● Given passage:
The Primary Problem

As the population grows, so does the need for effective primary care. Yet the number of family doctors has dwindled, and the trend isn’t expected to change course

By Patrick Kenney

The modern healthcare industry faces an array of challenges, some more vexing than others.

One particularly confounding problem; we have a shortage of primary care doctors. And it’s not just that we’re coming up short in underserved areas—although we are—it’s a widespread national problem. A problem that the Association of American Medical Colleges warned could leave us short nearly 63,000 doctors by 2015.

One factor that cannot be understated is money. When a specialist comes out of school, he or she can expect to earn in the neighborhood of $3.5 million more over a lifetime than a primary care doctor, The Washington Post reported.

“The truth is, there is no incentive [to become a primary care physician],” says Dr. Scott Palmer, an internist at Rush University Medical Center. Palmer has been practicing private primary care at Rush since 1989. But two years ago, he transitioned into concierge medicine.

In the concierge model, patients pay an annual fee that covers their annual physical, labs, etc., with the added benefit of 24-hour access to their physician. Palmer emails and calls his patients and has the freedom to make house calls. With about 400 patients paying between $1,700 and $2,000 per year, Palmer says the economic model makes more sense and gives him more time to devote to his patients.

Dr. Bryan Becker, associate vice president for hospital operations at University of Illinois Hospital & Health Sciences­­ System (UIHHSS), explains that starting around the late 1970s, we saw a “divergence between the cost of healthcare and the CPI (consumer price index).” As more aggressive specialty care took off, a higher and higher value was placed on specialized care over primary care medicine.

Palmer says he got into primary care because “you could help a lot of people; you could be the quarterback, helping people get to the right specialists or do the right tests and take care of them.” But the idealized role of the primary doctor becomes more complicated in the face of declining reimbursements and the debt burden that students are carrying out of medical school.

This might explain why today only about 16–18 percent of medical students pursue primary care, according to the Council on Graduate Medical Education, especially in light of the increasing workload brought on by more patients and growing demands on primary care doctors.

As care models have evolved, the primary care doctors have taken on more responsibility for the health of their patients. Diabetes care is a good example of where primary care doctors are “really doing the frontline treatment for a chronic illness,” says Becker.

“What hasn’t happened is the redistribution of reward—compensation for that extra degree of management that primary care physicians have undertaken,” he says.

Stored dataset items
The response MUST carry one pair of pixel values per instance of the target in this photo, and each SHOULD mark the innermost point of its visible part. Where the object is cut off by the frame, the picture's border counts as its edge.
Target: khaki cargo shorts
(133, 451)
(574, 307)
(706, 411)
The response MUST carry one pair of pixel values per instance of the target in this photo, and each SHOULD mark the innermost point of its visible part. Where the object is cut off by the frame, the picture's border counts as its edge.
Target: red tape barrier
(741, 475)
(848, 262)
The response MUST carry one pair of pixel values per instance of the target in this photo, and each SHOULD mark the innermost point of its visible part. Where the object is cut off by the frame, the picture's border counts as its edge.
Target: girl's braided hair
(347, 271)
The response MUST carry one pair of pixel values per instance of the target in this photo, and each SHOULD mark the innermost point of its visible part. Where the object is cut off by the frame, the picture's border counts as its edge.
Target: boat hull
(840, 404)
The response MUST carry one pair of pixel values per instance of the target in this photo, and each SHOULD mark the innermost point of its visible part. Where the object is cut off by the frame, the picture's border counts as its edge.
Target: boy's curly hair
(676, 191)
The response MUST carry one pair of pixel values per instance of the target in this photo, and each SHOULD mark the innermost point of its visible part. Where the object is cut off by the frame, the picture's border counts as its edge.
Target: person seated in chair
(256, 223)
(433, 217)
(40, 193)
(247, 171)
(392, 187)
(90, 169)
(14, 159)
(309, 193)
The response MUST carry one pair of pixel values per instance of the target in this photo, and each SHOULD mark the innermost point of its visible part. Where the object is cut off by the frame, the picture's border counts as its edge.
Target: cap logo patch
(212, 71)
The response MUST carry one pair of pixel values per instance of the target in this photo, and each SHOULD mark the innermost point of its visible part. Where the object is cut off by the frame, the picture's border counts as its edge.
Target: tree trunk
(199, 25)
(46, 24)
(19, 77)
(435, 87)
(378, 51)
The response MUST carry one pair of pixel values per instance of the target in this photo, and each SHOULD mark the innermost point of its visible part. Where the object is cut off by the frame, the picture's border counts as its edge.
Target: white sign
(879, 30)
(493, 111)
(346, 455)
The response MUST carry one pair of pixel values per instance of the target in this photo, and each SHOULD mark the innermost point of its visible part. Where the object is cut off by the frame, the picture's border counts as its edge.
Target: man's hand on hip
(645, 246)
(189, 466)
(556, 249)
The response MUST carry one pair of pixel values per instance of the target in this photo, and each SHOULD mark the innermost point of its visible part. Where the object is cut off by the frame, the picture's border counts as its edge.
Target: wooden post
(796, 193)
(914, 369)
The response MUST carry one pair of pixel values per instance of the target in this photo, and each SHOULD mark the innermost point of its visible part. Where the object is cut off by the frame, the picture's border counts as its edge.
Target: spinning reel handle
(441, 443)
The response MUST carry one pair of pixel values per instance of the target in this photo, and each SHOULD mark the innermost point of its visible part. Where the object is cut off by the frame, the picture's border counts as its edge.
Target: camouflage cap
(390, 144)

● Work instructions: Continue the article on the primary care doctor shortage, picking up after its final quoted remark from Becker.

● Output for this exercise:
Simply increasing compensation for primary care doctors isn’t likely to happen in a way that solves the problem. Primary care physicians treat a lot of patients on Medicare and Medicaid, where reimbursements are necessarily small. Smaller doctor compensation per patient, coupled with fewer doctors for patients to see, results in primary care physicians who are strapped for cash and time.

The goal of the Affordable Care Act—to bring tens of millions of Americans under the umbrella of health insurance, therefore keeping them out of emergency rooms and lowering the cost of healthcare—relies on the primary care sector to squeeze more patients into an already crushing workload. “I just don’t think there’s a good plan in place to increase the number of primary care physicians,” says Palmer.

The key may lie in not simply adding in more primary care doctors, but adding to their teams. Primary care doctors are learning “how best to work with advanced nurse practitioners (NP) in a way that magnifies their effect on their patient population,” Becker says, “using the strength and leverage of that workforce to deliver the best physician oversight of a broader group of patients.”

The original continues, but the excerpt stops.